EXERCISE DESCRIPTION: In the entries below, find the string "target" and return each line holding it.

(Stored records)
==========
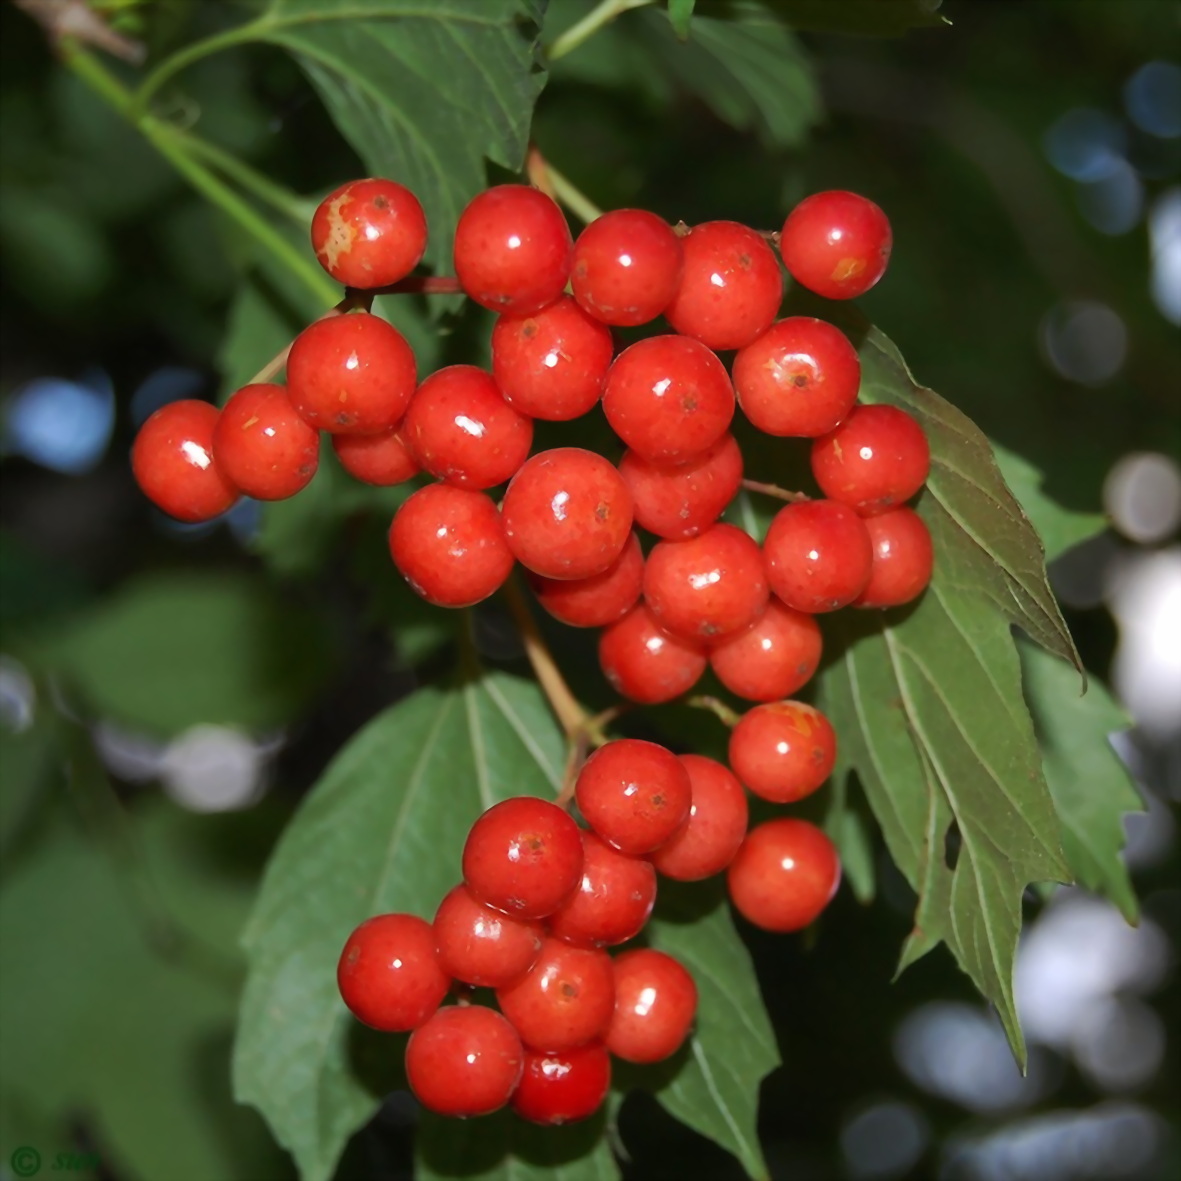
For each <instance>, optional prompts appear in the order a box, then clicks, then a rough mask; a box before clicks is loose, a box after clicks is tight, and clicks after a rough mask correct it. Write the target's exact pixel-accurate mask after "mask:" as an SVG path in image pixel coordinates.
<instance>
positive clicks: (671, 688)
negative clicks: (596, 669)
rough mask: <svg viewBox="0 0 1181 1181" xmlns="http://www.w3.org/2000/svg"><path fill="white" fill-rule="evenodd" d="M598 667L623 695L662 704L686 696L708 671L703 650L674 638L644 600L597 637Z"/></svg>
mask: <svg viewBox="0 0 1181 1181" xmlns="http://www.w3.org/2000/svg"><path fill="white" fill-rule="evenodd" d="M599 664H600V666H601V667H602V671H603V674H605V676H606V677H607V680H609V681H611V684H612V687H613V689H614V690H615V692H616V693H619V694H620V696H621V697H626V698H628V699H629V700H632V702H639V703H640V704H641V705H658V704H659V703H661V702H671V700H672V699H673V698H674V697H680V694H681V693H687V692H689V691H690V690H691V689H692V687H693V686H694V685H696V684H697V683H698V680H700V678H702V673H703V672H705V664H706V659H705V650H704V648H703V647H702V646H700V645H697V644H689V642H686V641H685V640H678V639H676V638H673V637H672V635H670V634H668V633H667V632H666V631H665V629H664V628H663V627H661V626H660V625H659V624H658V622H657V621H655V619H654V618H653V615H652V612H650V611H648V608H647V607H646V606H645V605H644V603H642V602H641V603H637V605H635V606H634V607H633V608H632V609H631V611H629V612H628V613H627V614H626V615H625V616H624V618H622V619H620V620H619V621H618V622H614V624H612V625H611V626H609V627H606V628H603V632H602V635H600V637H599Z"/></svg>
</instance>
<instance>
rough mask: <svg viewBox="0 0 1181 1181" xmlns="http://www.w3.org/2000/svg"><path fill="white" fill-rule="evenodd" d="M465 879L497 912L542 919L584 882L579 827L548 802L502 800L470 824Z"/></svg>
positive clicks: (546, 800)
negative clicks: (579, 883) (500, 802)
mask: <svg viewBox="0 0 1181 1181" xmlns="http://www.w3.org/2000/svg"><path fill="white" fill-rule="evenodd" d="M463 880H464V882H466V885H468V888H469V889H470V890H471V892H472V894H475V895H476V898H478V899H479V900H481V901H482V902H487V903H488V906H491V907H494V908H495V909H497V911H503V912H504V913H505V914H509V915H511V916H513V918H515V919H544V918H546V916H547V915H549V914H553V913H554V912H555V911H556V909H557V908H559V907H560V906H561V905H562V903H563V902H565V901H566V900H567V899H568V898H569V896H570V895H572V894H573V893H574V892H575V890H576V889H578V888H579V882H581V880H582V839H581V836H580V834H579V827H578V824H575V823H574V821H573V820H570V817H569V815H567V813H565V811H563V810H562V809H561V808H559V807H557V805H556V804H552V803H549V801H547V800H537V798H535V797H534V796H516V797H514V798H513V800H503V801H501V803H498V804H494V805H492V807H491V808H489V809H488V811H485V813H484V815H483V816H481V817H479V820H477V821H476V823H475V824H472V826H471V831H470V833H469V834H468V841H466V843H465V844H464V847H463Z"/></svg>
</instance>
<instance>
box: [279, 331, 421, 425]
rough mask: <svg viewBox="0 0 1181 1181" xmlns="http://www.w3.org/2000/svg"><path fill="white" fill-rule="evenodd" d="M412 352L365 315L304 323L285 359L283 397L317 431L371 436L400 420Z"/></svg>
mask: <svg viewBox="0 0 1181 1181" xmlns="http://www.w3.org/2000/svg"><path fill="white" fill-rule="evenodd" d="M415 381H416V366H415V354H413V352H412V351H411V348H410V345H407V344H406V341H405V340H404V339H403V335H402V333H400V332H398V329H397V328H394V327H393V325H391V324H387V322H386V321H385V320H381V319H378V317H376V315H370V314H368V313H367V312H351V313H350V314H348V315H333V317H328V318H327V319H324V320H317V321H315V322H314V324H309V325H308V326H307V327H306V328H305V329H304V331H302V332H301V333H300V334H299V335H298V337H296V338H295V340H294V342H293V344H292V351H291V355H289V357H288V358H287V394H288V397H289V398H291V399H292V405H294V406H295V409H296V410H298V411H299V412H300V415H301V416H302V417H304V418H305V419H306V420H307V422H308V423H309V424H311V425H312V426H315V428H317V429H318V430H321V431H331V432H333V433H338V432H339V433H341V435H376V433H378V432H379V431H387V430H390V429H392V428H394V426H397V425H398V423H400V422H402V416H403V415H405V412H406V407H407V406H409V405H410V399H411V397H412V396H413V392H415Z"/></svg>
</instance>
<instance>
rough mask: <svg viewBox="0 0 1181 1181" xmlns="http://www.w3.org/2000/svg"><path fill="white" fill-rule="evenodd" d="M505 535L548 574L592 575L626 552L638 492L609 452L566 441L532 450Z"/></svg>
mask: <svg viewBox="0 0 1181 1181" xmlns="http://www.w3.org/2000/svg"><path fill="white" fill-rule="evenodd" d="M501 511H502V514H503V517H504V535H505V536H507V537H508V543H509V546H510V548H511V549H513V553H514V554H515V555H516V559H517V561H518V562H521V565H522V566H526V567H528V569H530V570H533V572H534V574H540V575H541V576H542V578H548V579H589V578H593V576H594V575H595V574H601V573H602V572H603V570H605V569H607V567H608V566H611V565H612V562H614V561H615V559H616V557H619V555H620V554H621V553H622V552H624V547H625V546H626V544H627V539H628V537H629V536H631V534H632V494H631V492H629V491H628V490H627V484H625V483H624V477H622V476H620V474H619V472H618V471H616V470H615V468H614V466H613V465H612V464H611V463H609V462H608V461H607V459H605V458H603V457H602V456H601V455H595V452H594V451H583V450H582V449H581V448H574V446H563V448H555V449H554V450H553V451H540V452H539V454H537V455H535V456H531V457H530V458H529V459H527V461H526V462H524V464H523V465H522V466H521V470H520V471H518V472H517V474H516V475H515V476H514V477H513V483H510V484H509V488H508V491H507V492H505V494H504V503H503V504H502V505H501Z"/></svg>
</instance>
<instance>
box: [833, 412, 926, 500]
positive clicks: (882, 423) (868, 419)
mask: <svg viewBox="0 0 1181 1181" xmlns="http://www.w3.org/2000/svg"><path fill="white" fill-rule="evenodd" d="M811 465H813V475H814V476H815V477H816V483H817V484H820V487H821V490H822V491H823V492H824V495H826V496H827V497H828V498H829V500H833V501H840V502H841V503H842V504H848V505H850V507H853V508H855V509H856V510H857V513H860V514H861V515H862V516H874V515H875V514H877V513H888V511H889V510H890V509H892V508H896V507H898V505H899V504H902V503H903V502H905V501H908V500H909V498H911V497H912V496H913V495H914V494H915V492H916V491H918V490H919V489H920V488H921V487H922V485H924V483H925V481H926V478H927V472H928V471H929V470H931V448H929V446H928V445H927V436H926V433H925V432H924V430H922V428H921V426H920V425H919V424H918V423H916V422H915V420H914V419H913V418H912V417H911V416H909V415H908V413H907V412H906V411H905V410H899V409H898V407H896V406H857V409H856V410H854V411H853V413H852V415H849V417H848V418H847V419H846V420H844V422H843V423H841V425H840V426H837V428H836V430H834V431H830V432H829V433H828V435H826V436H824V437H823V438H820V439H816V442H815V443H813V451H811Z"/></svg>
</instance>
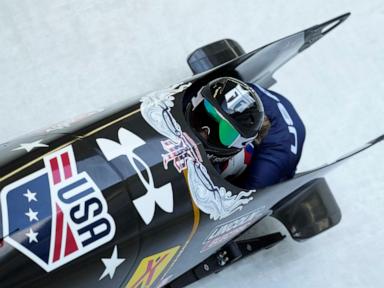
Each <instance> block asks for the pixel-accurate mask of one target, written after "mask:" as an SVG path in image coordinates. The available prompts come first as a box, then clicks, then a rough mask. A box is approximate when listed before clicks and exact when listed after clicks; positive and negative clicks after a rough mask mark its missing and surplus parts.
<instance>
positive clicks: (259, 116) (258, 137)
mask: <svg viewBox="0 0 384 288" xmlns="http://www.w3.org/2000/svg"><path fill="white" fill-rule="evenodd" d="M186 112H187V113H186V116H187V120H188V121H189V122H190V125H191V127H192V128H193V129H194V131H195V133H196V135H197V136H198V137H199V139H200V140H201V141H202V143H203V145H204V147H205V149H206V152H207V155H208V158H209V159H210V160H211V162H212V164H213V165H214V166H215V168H216V169H217V170H218V171H219V173H221V175H222V176H223V177H225V178H227V179H228V180H230V181H231V182H232V183H234V184H235V185H237V186H239V187H242V188H245V189H258V188H262V187H266V186H269V185H273V184H276V183H278V182H281V181H284V180H287V179H289V178H292V177H293V176H294V174H295V171H296V167H297V164H298V162H299V160H300V157H301V152H302V149H303V144H304V139H305V127H304V124H303V122H302V121H301V119H300V117H299V115H298V114H297V112H296V110H295V109H294V107H293V106H292V104H291V103H290V102H289V101H288V100H287V99H286V98H284V97H283V96H281V95H279V94H277V93H275V92H272V91H269V90H266V89H264V88H262V87H261V86H259V85H254V84H246V83H244V82H242V81H240V80H238V79H234V78H230V77H223V78H218V79H216V80H213V81H211V82H210V83H209V84H207V85H206V86H204V87H202V88H201V89H200V91H199V92H198V93H197V96H195V97H193V98H192V99H191V103H190V104H189V105H188V106H187V111H186Z"/></svg>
==========
SOLUTION TO THIS PROBLEM:
For each <instance>, optional prompts appear in the order a box, then clicks, then a rough mask; a box before clicks is loose, a box after clicks is tight, and clicks after a rough mask correct it. Write the target's exact pixel-accurate mask after "mask:" as an SVG path in image pixel coordinates.
Each <instance> block asks for the pixel-accurate mask of one target, written after "mask:" as an SVG path in image coordinates. The available prompts come first as a box, then clicks, then a rough mask. A box is approximate when listed before clicks and exact when listed after clicks; positive and negative clicks after a rough mask mark its missing and surplus parts.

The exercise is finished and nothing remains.